FRAGMENTO DEL TEXTO
Los libros leídos en lo más alto
del verano se diferencian del resto en sus cicatrices post mortem. Las últimas
hojas (arrugadas, grasientas, gruesas) pesan. Casi se empujan. Luego caen a
peso plomo. Son libros golfos de puro manoseo, de poco cuidar y demasiado
viajar. A la playa y a la montaña. En coche y en autobús. Vuelan. Pasan
frío y pasan calor. Sed. Y hambre. También sufren empachos. Incluso borracheras.
Los libros leídos en lo más alto del verano tienen una vida corta pero muy
vivida. Les admiro. A la muerte siempre es mejor llegar con las entrañas
repletas de heridas que con una piel pulcra e inmaculada.
Estas
vacaciones he leído tres y, con dos, he sufrido desengaños terribles. El primero
fue Los Incomprendidos de Pedro
Simón. Los periodistas pocas o ninguna vez escriben bien novela. Son (somos)

ENTRADAS

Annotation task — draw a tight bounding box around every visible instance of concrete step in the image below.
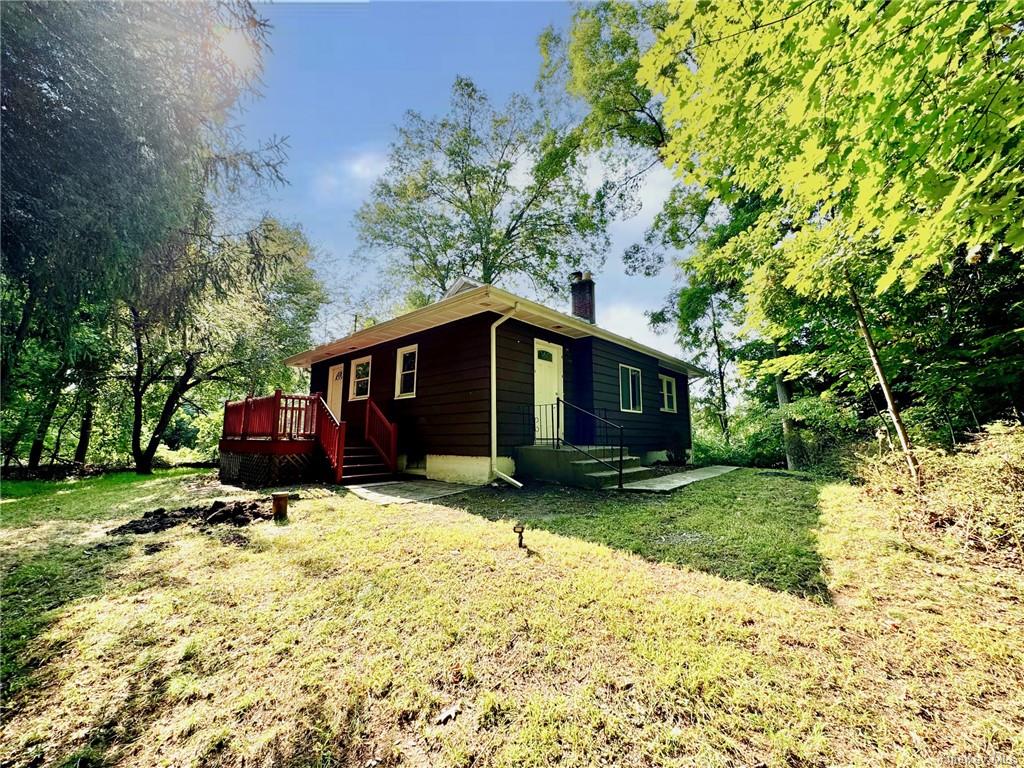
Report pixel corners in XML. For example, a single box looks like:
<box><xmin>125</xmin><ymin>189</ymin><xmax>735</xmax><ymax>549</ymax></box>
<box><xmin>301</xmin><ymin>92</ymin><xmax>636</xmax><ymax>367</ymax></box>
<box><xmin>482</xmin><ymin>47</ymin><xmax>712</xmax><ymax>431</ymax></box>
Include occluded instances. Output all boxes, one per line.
<box><xmin>570</xmin><ymin>452</ymin><xmax>640</xmax><ymax>474</ymax></box>
<box><xmin>341</xmin><ymin>467</ymin><xmax>395</xmax><ymax>485</ymax></box>
<box><xmin>342</xmin><ymin>451</ymin><xmax>381</xmax><ymax>467</ymax></box>
<box><xmin>518</xmin><ymin>445</ymin><xmax>628</xmax><ymax>459</ymax></box>
<box><xmin>580</xmin><ymin>467</ymin><xmax>657</xmax><ymax>488</ymax></box>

TAREAS
[1] Reproduce cada línea de las entradas que contenga la cadena "instances".
[2] Prosigue el texto sobre los libros leídos en verano a partir del punto en que termina.

RESPUESTAS POR TAREA
[1]
Include occluded instances. Output all boxes, one per line.

[2]
aspirantes a autores; juntaletras de garrafón capaces de sumar 300 hojas
(malas) para que el pueblo ignorante, que solo les conoce como largones de tertulias, les adule. Le pasó al primer Reverte y a Simón también. Los Incomprendidos cuenta una historia
melancólica, que quiere ser realista pero no lo consigue. Todo resulta profundamente
simplón, con un final sabido desde la misma dedicatoria en la solapa. Fueron
felices y comieron perdices (o parecido). Leer y olvidar, nada más.
Luego leí
las 541 páginas que le quitaron el maquillaje a Carmen Mola. La Bestia, el Premio Planeta de 2021
escrito a tres manos, describe la Madrid encolerizada de mediados del siglo
XIX, bien documentada y decorada, pero que solo envuelve una historia rocambolesca.
La trama parece traída de los tiempos febriles del Código Da Vinci, cuando los malos mataban con túnica y los buenos tenían
más vidas que un gato negro para descifrar enigmas milenarios. Y entre todo ese
trajín, un puñado grande de personajes desvencijados y descoordinados que
aparecen y desaparecen como bolitas de trilero hasta llegar a otro final. Como
dicen ahora los adolescentes, obvio. Los tres ganaron mucho dinero y más foco,
pero no mi aplauso.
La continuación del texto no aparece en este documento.